DOCUMENT EXCERPT:
While Rivette truncates nothing in terms of time spent observing the daily theater rehearsals, the exact nature of these unpolished sessions is never quite clear.  That is likely the case all around, as there’s never any mention of an end-goal performance, play, or exhibition of any kind.  The students are simply made to perform two and three-person scenes, always interrupted by the instructor for personal criticism.  There’s a sense that no scene will ever be “ready for prime time”, nor will any actress ever be deemed ready to move on from the very expensive course.  They are kept uneasy and made to hyper-focus on it, whether they’re gathered in class or not.  Constance, who claims to have a vast professional history in the acting world, will accept no half measures of any kind- particularly when it comes to tuition.

As intense as Constance’s classes are, their importance pales in comparison to the crime plot that emerges among the cast.  Enter Thomas (Benoît Régent), a somewhat older man whom we soon learn has ulterior motives in his conversations with the various women, particularly in his courtship of Cécile.  No sooner is a hidden key is discovered within the house than it is squirreled away.  Thomas, though, is obsessively determined to get that key.  Along the way, he drops nuggets of incriminating information about several of the women.  The truth of anything he says is up for debate, but discord is nevertheless sown.  It all points to a very public criminal case that is playing out in the local media.  Illicit seduction, as well as disparate violent attacks play out.  Yet, none of these concerns ever seem foreground.  There’s always another acting class.

Cohen Media Group (via Kino Lorber) launches its impressive run of at least four new Rivette restorations with The Gang of Four.  Visually, the movie maintains a truly filmic patina common and appropriate for French films of its era.  Although the handful of environments of the movie are as mundane as they come, a closer examination of the use of color (often bright, often glossy) reveals a devoted visual intentionality.  The same holds true of the wardrobes of the characters, often baggy and blah except for the solid colors.

CHECK YOUR UNDERSTANDING:
a - Please list every character named in the review of The Gang of Four.
b - In the review of The Gang of Four, which actor plays Thomas?
c - Carry on the review of The Gang of Four from its last sentence.

SUPPLIED DATA:
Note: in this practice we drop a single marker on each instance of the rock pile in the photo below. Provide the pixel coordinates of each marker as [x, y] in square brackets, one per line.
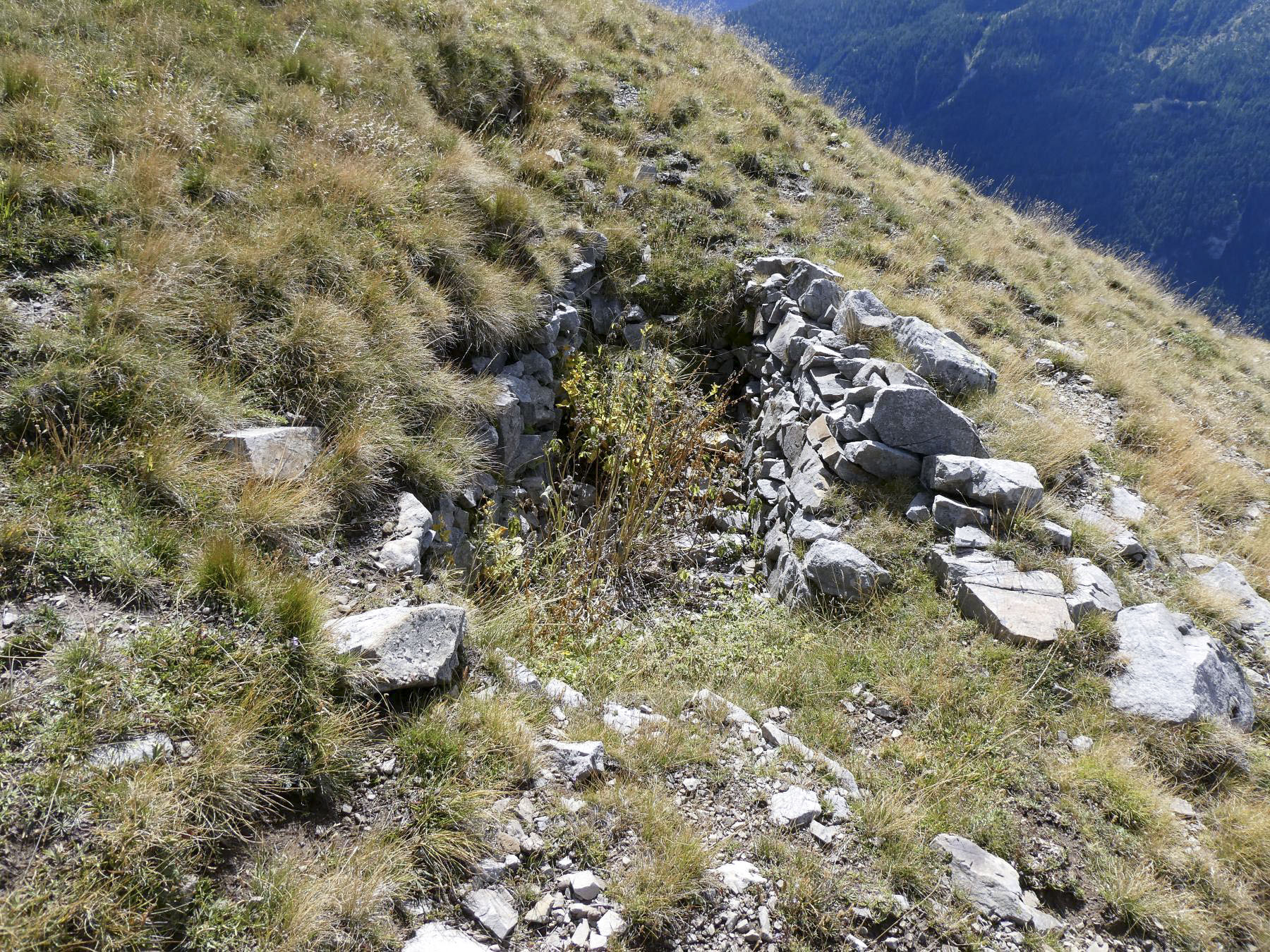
[823, 412]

RESULTS IN ORDER:
a - Constance, Thomas, Cécile

b - Benoît Régent

c -
Besides a trailer for the film’s recent re-release, the Cohen Blu-ray’s only other bonus feature is an audio commentary track by Richard Peña, who is Director Emeritus of the New York Film Festival and Professor of Film and Media Studies at Columbia University.  One is hesitant to call this a “feature-length” commentary, as Peña is quite liberal with swaths of silence in between his observations.  While a bit of deliberate pacing is understandable in light of The Gang of Four’s running time, Peña pushes even that, with regular gaps long enough that one regularly forgets that an audio commentary is playing.  When he does have something to say, it alternates between the kind of enlightening observations you wish he’d have more of, and casual narration of what’s on screen. 

The elusive key to The Gang of Four (not to be confused with the missing key) appears to be baked into its telling.  Rivette identifies with his female antagonist, Constance in that he’s determined to keep viewers on their toes but perpetually off balance with this film.  Most definitive details are left for us to grapple with.  All the while, Rivette’s camera and editing never settle into anything resembling a comfortable flow or pattern.  Yet, the attacking of the day-to-day acting obsessions do nothing to thwart the overwhelmingly humdrum existence that is the ultimate inescapable element.  It is in this cagey, confident formalism that Rivette’s New Wave connections remain alive and well.  This Paris, however, belongs to no one.